### What to produce
Each line of the data should be given again exactly.

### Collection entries
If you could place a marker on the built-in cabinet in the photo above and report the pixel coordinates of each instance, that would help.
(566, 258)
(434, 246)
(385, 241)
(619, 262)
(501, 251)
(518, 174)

### Response for this exercise
If you could place a marker on the built-in cabinet in the photo above and report the pixel coordinates of each instance, that would help.
(566, 258)
(434, 246)
(385, 241)
(619, 262)
(501, 251)
(518, 174)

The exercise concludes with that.